## RECORDS SHOWN
________________

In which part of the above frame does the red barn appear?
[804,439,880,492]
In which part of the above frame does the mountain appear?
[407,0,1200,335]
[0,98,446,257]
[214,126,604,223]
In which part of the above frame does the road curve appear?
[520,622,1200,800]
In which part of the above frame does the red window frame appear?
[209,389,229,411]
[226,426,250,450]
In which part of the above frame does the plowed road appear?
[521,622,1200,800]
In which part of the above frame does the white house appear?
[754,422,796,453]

________________

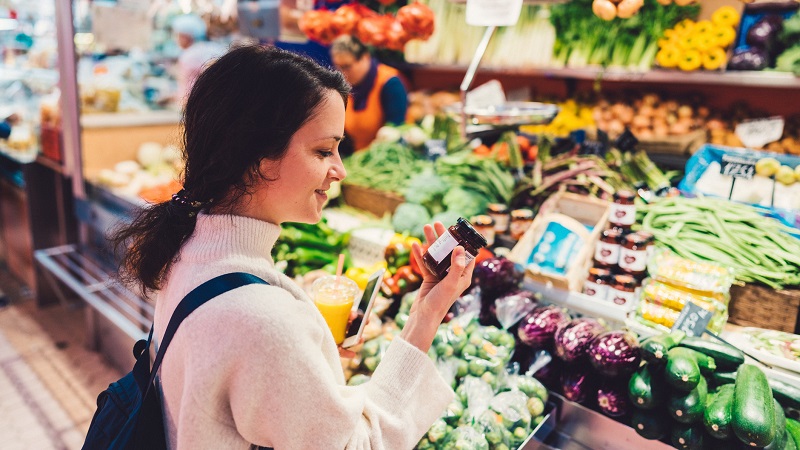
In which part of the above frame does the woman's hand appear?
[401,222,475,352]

________________

## WHAT YOU SHOULD DO
Copy the listing from the line containing "In which part of the above frame does the red barn" through the line containing "[521,622,1200,800]", both included, and switch "mountain" to "hill" while leaving everything else unchanged.

## SOLUTION FOR THIS PROBLEM
In which part of the above frame does the red barn appear?
[804,439,880,492]
In which part of the above frame does the hill appear?
[407,0,1200,335]
[0,98,446,257]
[214,126,604,223]
In which part of the above frame does the road curve appear?
[520,622,1200,800]
In which part of the above frame does the red window frame appear?
[209,389,229,411]
[226,426,250,450]
In which part of the above frame does the plowed road appear?
[521,622,1200,800]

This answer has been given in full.